Your instructions
Reproduce each of the rows below verbatim, with nothing added or changed.

Input for this task
****************************************
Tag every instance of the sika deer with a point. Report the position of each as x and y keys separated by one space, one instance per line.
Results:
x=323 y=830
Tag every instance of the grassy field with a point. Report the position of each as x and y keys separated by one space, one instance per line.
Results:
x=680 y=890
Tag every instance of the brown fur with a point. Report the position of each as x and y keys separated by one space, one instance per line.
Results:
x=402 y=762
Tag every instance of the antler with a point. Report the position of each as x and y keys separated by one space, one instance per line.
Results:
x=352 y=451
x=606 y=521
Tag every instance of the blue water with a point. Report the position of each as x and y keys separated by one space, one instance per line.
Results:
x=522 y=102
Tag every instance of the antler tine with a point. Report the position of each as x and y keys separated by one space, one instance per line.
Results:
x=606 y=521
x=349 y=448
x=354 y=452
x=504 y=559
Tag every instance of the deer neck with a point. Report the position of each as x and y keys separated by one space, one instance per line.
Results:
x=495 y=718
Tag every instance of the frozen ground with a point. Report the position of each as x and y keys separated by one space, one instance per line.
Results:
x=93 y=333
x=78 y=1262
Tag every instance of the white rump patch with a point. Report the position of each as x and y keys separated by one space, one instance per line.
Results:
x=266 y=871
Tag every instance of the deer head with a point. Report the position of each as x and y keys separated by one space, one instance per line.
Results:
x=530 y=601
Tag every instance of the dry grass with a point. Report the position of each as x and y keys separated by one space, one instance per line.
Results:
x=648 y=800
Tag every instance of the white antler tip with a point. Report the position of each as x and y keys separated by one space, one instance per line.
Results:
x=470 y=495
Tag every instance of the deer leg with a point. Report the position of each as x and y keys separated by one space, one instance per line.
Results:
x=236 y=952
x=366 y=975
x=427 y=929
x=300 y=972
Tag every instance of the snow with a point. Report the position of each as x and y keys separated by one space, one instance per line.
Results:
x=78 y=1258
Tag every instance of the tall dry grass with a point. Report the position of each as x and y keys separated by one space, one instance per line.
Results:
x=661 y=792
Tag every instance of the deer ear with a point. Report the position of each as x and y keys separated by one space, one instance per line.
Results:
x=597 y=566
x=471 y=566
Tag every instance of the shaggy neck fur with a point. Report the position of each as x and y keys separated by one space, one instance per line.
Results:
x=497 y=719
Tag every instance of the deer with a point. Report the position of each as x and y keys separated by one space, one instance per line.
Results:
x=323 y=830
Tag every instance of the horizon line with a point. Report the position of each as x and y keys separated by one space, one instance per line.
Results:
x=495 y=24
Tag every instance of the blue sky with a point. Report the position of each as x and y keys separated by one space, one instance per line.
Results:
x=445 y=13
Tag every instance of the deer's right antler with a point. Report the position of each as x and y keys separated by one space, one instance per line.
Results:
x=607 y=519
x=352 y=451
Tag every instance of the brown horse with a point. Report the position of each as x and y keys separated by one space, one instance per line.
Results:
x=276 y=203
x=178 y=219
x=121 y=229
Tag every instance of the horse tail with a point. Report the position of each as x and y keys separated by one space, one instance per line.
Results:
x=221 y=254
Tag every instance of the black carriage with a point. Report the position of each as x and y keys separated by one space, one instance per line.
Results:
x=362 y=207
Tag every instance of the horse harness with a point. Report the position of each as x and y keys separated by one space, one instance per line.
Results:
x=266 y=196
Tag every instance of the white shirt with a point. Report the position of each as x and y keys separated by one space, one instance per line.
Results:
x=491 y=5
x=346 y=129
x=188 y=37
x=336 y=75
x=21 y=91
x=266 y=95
****************************************
Result
Tag every instance of the sika deer with a point. Report the position of each as x and y keys separated by one space, one instance per line.
Results:
x=323 y=830
Tag every instance of the grassy field with a point. Report the position of each as x and y keys separated by one space, one instance per line.
Results:
x=680 y=890
Tag every instance of the brown fur with a point. Report the position of each as x and y keys separated by one space, one instance per line.
Results:
x=402 y=762
Tag every instance of the antler with a point. Report the position of each as x and y keys separated by one space, one instance per line.
Results:
x=352 y=451
x=606 y=521
Tag every instance of the blue water with a point. Report the position of each as x and y keys separated by one space, one instance per line.
Results:
x=522 y=102
Tag every instance of the antler tine with a point. Report the position of each as x and y keys separated by one space, one instance per line.
Results:
x=606 y=521
x=349 y=448
x=354 y=452
x=504 y=559
Tag every instance of the deer neck with a point. Report the position of each as x and y keys separated by one space, one instance per line.
Results:
x=495 y=718
Tag every instance of the frozen ground with a point. Report the position of each as x and y keys separated by one space, one instance per line.
Results:
x=93 y=333
x=78 y=1262
Tag every instance of the white rump patch with a point. Report the position of each as x and y keys separated by one space, one instance per line.
Results:
x=266 y=871
Tag every instance of the deer head with a point. Report the position of each as x and y keys separated by one space, one instance per line.
Results:
x=530 y=601
Tag every instance of the dry grass with a point. Report the position of each as x and y keys separated by one space, one instance per line.
Results:
x=648 y=800
Tag every instance of the white antler tip with a point. Report the position of each as x and y keys separated by one space, one instance per line.
Results:
x=470 y=495
Tag every instance of the deer leg with a point. Report the position of each as x and y keys separated by one space, one instance per line.
Results:
x=236 y=952
x=366 y=975
x=427 y=929
x=300 y=972
Tag every instance of the snow with a point. Report the position of each as x and y keys separated by one space, one instance per line.
Results:
x=78 y=1258
Tag every instance of the tall dry grass with a point. Report the position of each as x and y keys separated by one space, one instance per line.
Results:
x=661 y=792
Tag every instance of the deer ear with a point. Report the position of each as x and y keys separated by one space, one instance per line.
Results:
x=597 y=566
x=471 y=566
Tag every instance of the shaggy neck fur with a point. Report the position of each as x and y keys separated by one space, one instance per line.
Results:
x=497 y=719
Tag every instance of the deer with a point. Report the position of each as x and y keys separated by one space, one instance per line.
Results:
x=323 y=830
Tag every instance of the horizon line with a point. Report the position of each as x and y keys separated by one space, one instance per line.
Results:
x=495 y=24
Tag every instance of the blue sky with a point. Report the position of each as x and y keys separated by one space, one instance per line.
Results:
x=445 y=13
Tag every instance of the deer's right antler with a point. Report the position of each as x and y keys separated by one space, one instance per line.
Results:
x=607 y=519
x=352 y=451
Tag every instance of the brown horse with a point. Report the position of each as x and y keys separated by one space, one instance per line.
Results:
x=276 y=203
x=178 y=219
x=121 y=229
Tag every instance of the horse tail with a point. Report the position of each as x and y keys separated by one space, one instance per line.
Results:
x=221 y=254
Tag every instance of the black carriage with a point. Report the position of each as x and y keys separated by one space, one instance per line.
Results:
x=362 y=207
Tag every instance of the horse harness with a point. Report the position of each as x and y keys separated by one space, one instance per line.
Results:
x=266 y=196
Tag every instance of the white shirt with a point. Report the position of each as x and y keys separated by one space, one instance per line.
Results:
x=491 y=5
x=346 y=129
x=188 y=37
x=336 y=75
x=21 y=91
x=266 y=95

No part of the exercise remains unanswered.